Problems
- A) Write out the passage on UK debt from "Note the sequence" to "from 1984 onwards." word for word.
- B) In the rows from the line with "Practice. Identify the rose" to the line with "Practice. Identify the sliced", change "set a marker" to "place a pin" and leave all else as it is. Return only those lines.
-- begin Passage shown --
Note the sequence in both Reports – unsustainable levels of private sector debt first, and rising public sector debt next. To hammer home the point, the very first chart in the Report shows the sky-rocketing increases in private sector debt, as a % of GDP, from 1984 onwards.
UK private debt chart ONS
The 2012 Budget Report, however, takes a significantly different perspective in its opening words:
“The financial crisis of 2008 and 2009 exposed an unstable and unbalanced model of economic growth in the UK based on ever-increasing levels of public and private sector debt. As a result of that crisis, and unsustainable levels of public spending, the Government inherited the largest deficit since the Second World War and the UK economy experienced the biggest recession of any major economy apart from Japan.” (Our emphasis)
Here, public sector debt has been put first, and the only reference to ‘unsustainability’ now is to levels of public spending. Chart 1.1. has disappeared entirely. We are led to believe that private sector indebtedness was really of minor importance, compared to public sector debt.
The reality is that the reverse is true. The 2008-09 crisis was mainly caused by private sector credit-driven imbalances, largely in the financial sector. The 2010 and 2011 Budget Reports refer to and draw on McKinsey’s important work on Debt and Deleveraging, published first in 2010, comparing different countries’ positions, and most recently updated in January 2012. These reports include a chart which shows not only UK private sector debt by sector as a % of GDP, but also include public sector debt. Here is the most recent:
The structure of UK debt
The obvious feature is how small public sector debt was, compared to private sector debt, until the 2008 crash, when the public sector (then 53% of GDP) picked up the consequences of the financial and economic crises. It is hard to avoid the conclusion that the debt chart in the Budget Reports was designed specifically NOT to show public sector debt – because that debt looks so modest compared to the private sector levels!
Of course, by itself a relatively high private sector debt does not necessarily lead to a crisis, and nor does a relatively high public sector debt level. Taking debt overall, private plus public, Japan is the only other country with overall debt at over 500% of GDP, but there the balance is very different, with public sector debt, mainly domestically financed, at over 200% of GDP.
But the unique feature of the UK’s debt structure is the growth of finance sector’s debt, much of it speculative and leaving the baking sector exposed, leading also to a housing and construction bubble leading to high levels of domestic debt. This is why the earlier Budget Reports’ references to unsustainable private debt were correct and necessary – and why the 2012 Report wrongly highlights the role of public sector debt.
How important is private sector debt and deleveraging?
There are those within the Treasury and Bank of England who now seek to downplay the importance of private debt levels, even as high as the UK’s, insofar as they are backed by assets (through mortgages etc.).
-- end Passage shown --
-- begin Listed records --
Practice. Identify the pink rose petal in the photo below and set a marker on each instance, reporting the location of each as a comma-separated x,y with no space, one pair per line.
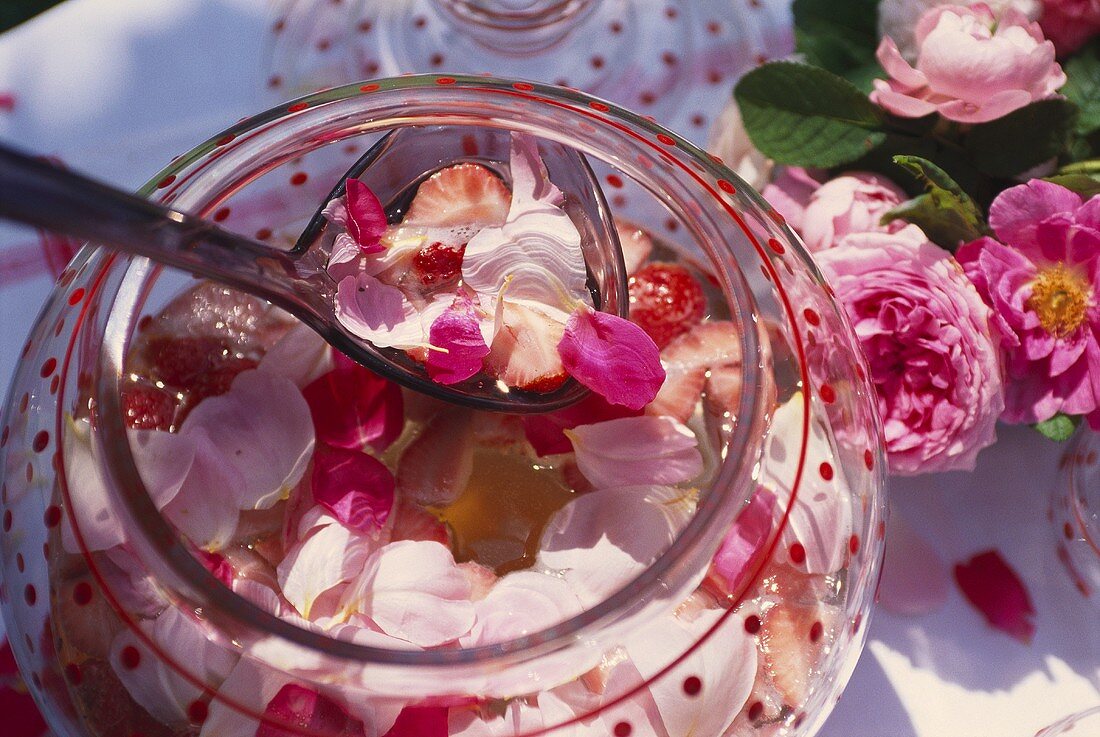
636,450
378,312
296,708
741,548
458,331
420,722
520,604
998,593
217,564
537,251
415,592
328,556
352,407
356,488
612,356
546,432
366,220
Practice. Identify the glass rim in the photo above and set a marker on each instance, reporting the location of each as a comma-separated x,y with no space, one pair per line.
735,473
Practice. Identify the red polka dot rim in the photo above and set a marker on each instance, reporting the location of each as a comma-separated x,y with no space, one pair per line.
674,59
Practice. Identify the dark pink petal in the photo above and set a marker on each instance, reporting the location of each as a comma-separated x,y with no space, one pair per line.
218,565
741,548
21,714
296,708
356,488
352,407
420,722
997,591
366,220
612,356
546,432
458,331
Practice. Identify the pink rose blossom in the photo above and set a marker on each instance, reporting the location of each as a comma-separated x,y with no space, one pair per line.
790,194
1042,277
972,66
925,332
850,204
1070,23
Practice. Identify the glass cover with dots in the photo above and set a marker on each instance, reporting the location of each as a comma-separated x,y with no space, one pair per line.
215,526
-- end Listed records --
-- begin Listed records --
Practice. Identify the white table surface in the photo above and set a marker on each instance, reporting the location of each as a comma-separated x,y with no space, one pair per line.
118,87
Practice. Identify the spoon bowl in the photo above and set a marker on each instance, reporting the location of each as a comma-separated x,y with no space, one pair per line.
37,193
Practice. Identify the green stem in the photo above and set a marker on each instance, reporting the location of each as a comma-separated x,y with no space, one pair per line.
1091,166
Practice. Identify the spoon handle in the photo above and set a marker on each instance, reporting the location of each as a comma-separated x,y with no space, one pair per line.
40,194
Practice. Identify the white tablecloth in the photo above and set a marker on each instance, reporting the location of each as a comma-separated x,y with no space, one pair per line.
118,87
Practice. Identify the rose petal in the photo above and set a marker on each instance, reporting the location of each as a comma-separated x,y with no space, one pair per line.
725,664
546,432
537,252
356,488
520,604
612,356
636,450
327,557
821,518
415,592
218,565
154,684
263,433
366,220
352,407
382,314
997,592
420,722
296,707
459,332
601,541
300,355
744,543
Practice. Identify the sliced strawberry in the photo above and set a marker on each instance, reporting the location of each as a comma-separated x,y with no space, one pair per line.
-- end Listed records --
Results by task
- A)
Note the sequence in both Reports – unsustainable levels of private sector debt first, and rising public sector debt next. To hammer home the point, the very first chart in the Report shows the sky-rocketing increases in private sector debt, as a % of GDP, from 1984 onwards.

- B)
Practice. Identify the rose petal in the photo above and place a pin on each instance, reporting the location of each as a comma-separated x,y with no space, one pair per line.
725,664
546,432
537,252
356,488
520,604
612,356
636,450
327,557
821,518
415,592
218,565
154,684
263,433
366,220
352,407
382,314
997,592
420,722
296,707
459,332
601,541
300,355
744,543
Practice. Identify the sliced strawberry in the photo above and place a pin on each instance, reporting the location of each as a comma-separated x,y with no space, one pair per line.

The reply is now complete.